Please turn the lines of the items into a JSON list of strings, one string per line and no blank lines, beginning at the line that contains "trace target=double sink" and stopping after the line that contains "[[[83,92],[82,94],[95,94],[95,93],[111,93],[110,91],[86,91]]]".

Records supplied:
---
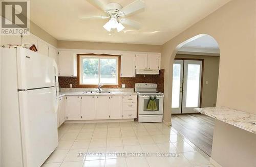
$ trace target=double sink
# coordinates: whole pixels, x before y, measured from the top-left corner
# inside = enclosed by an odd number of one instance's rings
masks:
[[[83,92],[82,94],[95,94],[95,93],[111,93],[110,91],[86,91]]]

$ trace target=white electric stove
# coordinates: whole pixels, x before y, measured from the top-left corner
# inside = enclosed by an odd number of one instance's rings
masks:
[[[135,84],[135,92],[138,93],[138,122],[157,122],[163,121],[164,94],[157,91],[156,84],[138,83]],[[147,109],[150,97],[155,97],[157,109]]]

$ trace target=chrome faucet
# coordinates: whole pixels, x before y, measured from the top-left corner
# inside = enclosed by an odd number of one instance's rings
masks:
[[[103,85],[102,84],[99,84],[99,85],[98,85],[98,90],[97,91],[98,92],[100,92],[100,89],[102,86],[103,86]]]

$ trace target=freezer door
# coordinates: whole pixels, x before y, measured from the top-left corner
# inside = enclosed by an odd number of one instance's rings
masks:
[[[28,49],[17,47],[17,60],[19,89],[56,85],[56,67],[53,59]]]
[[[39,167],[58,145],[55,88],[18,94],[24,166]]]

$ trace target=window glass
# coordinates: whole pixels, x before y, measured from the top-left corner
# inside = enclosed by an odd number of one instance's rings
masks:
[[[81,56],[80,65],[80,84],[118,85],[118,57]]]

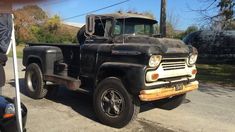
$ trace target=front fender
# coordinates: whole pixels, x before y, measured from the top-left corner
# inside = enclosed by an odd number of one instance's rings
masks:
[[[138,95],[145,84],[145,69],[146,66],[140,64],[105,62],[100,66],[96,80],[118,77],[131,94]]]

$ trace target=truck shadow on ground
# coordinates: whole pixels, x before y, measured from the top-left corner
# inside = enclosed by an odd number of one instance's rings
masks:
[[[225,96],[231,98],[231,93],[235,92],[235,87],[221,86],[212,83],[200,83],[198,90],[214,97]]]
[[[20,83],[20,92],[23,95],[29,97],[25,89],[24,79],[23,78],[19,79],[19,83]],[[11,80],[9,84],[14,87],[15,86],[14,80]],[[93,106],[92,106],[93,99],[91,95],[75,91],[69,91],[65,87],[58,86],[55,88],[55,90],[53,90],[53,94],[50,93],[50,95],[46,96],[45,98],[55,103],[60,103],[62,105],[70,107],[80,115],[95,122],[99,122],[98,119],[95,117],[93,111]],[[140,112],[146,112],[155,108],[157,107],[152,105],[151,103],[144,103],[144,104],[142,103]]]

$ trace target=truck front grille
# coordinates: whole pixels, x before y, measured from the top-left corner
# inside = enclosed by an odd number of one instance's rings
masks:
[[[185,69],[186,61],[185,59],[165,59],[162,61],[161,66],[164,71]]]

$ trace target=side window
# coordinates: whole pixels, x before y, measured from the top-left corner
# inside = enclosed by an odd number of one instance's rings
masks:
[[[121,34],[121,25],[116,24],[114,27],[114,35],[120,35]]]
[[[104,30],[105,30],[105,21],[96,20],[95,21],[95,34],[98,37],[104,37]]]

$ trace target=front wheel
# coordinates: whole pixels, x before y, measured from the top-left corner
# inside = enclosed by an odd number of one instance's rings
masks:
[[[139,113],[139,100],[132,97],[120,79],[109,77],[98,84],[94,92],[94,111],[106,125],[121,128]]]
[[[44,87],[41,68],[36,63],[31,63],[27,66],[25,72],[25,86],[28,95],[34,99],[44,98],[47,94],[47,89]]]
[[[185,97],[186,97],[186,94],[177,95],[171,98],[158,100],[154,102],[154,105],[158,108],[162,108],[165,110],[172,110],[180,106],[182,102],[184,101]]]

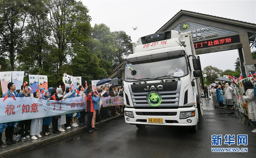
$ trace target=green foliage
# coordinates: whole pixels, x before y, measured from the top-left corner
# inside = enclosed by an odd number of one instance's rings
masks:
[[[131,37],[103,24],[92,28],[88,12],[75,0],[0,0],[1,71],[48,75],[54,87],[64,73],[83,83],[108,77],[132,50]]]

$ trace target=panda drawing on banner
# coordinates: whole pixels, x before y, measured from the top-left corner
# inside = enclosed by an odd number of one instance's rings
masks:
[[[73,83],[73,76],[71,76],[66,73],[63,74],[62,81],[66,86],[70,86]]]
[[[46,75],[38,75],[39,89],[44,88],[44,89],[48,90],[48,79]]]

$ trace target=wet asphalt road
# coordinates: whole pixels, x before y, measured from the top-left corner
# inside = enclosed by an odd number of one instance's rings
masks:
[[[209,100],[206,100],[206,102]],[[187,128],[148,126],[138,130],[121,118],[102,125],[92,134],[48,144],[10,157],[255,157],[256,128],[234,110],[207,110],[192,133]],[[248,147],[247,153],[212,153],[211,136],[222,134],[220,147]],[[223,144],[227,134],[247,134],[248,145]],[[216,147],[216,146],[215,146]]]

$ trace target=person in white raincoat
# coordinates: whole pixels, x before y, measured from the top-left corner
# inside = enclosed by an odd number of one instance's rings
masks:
---
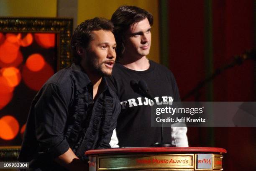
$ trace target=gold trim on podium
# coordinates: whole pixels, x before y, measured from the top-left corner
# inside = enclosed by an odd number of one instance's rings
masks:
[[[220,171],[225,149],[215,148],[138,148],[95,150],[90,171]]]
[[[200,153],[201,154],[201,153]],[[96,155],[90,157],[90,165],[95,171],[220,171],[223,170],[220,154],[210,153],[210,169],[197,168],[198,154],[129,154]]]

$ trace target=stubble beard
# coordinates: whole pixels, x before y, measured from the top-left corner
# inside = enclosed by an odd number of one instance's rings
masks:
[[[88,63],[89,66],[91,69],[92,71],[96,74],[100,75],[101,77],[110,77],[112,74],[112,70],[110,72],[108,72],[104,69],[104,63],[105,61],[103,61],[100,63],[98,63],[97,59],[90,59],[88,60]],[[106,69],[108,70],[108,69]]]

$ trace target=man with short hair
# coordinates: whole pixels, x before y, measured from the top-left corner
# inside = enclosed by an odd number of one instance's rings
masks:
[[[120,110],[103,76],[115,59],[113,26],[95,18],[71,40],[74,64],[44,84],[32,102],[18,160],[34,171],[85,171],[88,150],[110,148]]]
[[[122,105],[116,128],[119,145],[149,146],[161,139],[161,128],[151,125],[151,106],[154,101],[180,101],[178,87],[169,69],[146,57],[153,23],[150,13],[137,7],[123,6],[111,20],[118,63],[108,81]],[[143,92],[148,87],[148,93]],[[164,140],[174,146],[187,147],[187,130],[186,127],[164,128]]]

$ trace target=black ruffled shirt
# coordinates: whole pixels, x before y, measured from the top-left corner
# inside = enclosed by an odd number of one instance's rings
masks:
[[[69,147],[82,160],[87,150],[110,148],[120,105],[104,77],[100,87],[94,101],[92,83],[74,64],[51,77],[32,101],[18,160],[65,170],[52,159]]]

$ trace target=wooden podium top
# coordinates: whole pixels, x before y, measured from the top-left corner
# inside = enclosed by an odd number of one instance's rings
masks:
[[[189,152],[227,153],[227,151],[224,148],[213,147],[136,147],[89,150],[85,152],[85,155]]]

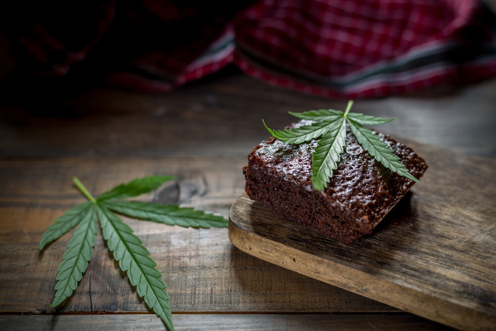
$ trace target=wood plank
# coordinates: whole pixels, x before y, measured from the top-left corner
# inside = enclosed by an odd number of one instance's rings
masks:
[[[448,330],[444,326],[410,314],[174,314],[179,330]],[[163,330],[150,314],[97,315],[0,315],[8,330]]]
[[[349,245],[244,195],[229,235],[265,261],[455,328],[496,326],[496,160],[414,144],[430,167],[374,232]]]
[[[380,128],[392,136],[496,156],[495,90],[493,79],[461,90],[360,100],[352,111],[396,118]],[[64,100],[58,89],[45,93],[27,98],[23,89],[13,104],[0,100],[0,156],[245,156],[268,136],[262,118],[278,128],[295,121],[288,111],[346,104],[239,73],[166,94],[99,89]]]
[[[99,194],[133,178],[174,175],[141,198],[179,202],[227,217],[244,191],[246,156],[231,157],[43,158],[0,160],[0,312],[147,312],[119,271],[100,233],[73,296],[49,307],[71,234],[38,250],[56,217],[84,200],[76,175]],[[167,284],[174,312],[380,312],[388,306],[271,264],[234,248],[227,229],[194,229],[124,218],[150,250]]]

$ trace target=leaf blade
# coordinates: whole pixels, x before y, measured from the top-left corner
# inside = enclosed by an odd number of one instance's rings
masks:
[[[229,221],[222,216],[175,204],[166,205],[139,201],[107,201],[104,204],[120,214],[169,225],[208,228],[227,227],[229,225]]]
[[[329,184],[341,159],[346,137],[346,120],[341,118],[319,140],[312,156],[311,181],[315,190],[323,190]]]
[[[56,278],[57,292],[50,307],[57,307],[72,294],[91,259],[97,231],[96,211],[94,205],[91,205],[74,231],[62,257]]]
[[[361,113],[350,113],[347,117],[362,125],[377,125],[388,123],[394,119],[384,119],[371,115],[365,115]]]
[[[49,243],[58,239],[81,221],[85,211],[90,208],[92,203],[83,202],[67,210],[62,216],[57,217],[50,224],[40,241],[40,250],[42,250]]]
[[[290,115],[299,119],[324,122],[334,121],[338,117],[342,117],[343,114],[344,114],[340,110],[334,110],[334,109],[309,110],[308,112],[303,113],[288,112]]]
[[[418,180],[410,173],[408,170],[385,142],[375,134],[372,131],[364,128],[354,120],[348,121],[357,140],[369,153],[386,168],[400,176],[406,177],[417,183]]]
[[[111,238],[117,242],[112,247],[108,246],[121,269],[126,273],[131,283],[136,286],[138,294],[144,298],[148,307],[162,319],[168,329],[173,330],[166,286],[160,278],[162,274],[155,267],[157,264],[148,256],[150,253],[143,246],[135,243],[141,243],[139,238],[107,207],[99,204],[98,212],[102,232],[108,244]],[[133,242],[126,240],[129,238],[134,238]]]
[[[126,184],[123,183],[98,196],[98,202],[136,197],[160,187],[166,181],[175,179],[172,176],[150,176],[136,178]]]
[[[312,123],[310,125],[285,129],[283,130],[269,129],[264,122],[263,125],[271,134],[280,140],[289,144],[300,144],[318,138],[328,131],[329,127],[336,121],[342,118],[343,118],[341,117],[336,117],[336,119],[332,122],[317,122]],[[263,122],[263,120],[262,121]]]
---
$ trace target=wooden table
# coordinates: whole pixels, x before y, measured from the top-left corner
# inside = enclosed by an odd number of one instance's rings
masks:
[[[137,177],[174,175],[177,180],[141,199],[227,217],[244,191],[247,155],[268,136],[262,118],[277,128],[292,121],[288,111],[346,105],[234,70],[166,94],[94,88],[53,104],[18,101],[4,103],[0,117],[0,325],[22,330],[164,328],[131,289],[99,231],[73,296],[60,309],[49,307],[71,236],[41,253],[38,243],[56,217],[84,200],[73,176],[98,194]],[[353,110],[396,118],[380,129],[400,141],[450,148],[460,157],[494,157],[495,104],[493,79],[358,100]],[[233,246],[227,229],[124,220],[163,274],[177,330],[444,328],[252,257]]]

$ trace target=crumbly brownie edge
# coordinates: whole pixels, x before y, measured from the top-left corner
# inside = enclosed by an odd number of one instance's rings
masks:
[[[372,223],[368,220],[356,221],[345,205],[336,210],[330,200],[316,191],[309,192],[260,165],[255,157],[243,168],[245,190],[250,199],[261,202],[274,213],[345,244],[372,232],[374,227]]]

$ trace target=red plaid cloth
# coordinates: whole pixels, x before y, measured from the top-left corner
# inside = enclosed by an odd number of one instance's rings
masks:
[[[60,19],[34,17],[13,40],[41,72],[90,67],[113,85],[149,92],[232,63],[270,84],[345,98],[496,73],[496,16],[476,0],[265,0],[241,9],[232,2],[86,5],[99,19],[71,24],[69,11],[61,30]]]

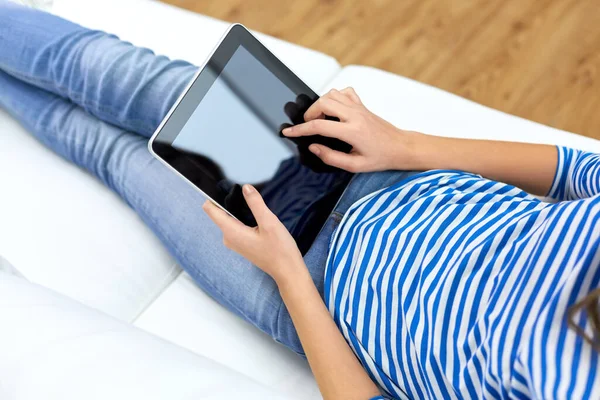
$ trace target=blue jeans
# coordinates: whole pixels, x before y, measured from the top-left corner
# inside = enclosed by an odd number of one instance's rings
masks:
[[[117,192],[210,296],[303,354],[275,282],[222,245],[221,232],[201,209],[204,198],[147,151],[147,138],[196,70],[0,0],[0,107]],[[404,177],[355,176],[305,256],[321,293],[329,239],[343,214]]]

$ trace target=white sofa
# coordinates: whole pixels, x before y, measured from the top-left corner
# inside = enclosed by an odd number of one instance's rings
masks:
---
Complete response:
[
  "$ trace target=double sink",
  "# coordinates: whole pixels, x before y, measured from the top-left corner",
  "# inside = enclosed by an odd number of one instance's rings",
  "masks:",
  "[[[83,92],[82,94],[95,94],[95,93],[111,93],[110,91],[86,91]]]"
]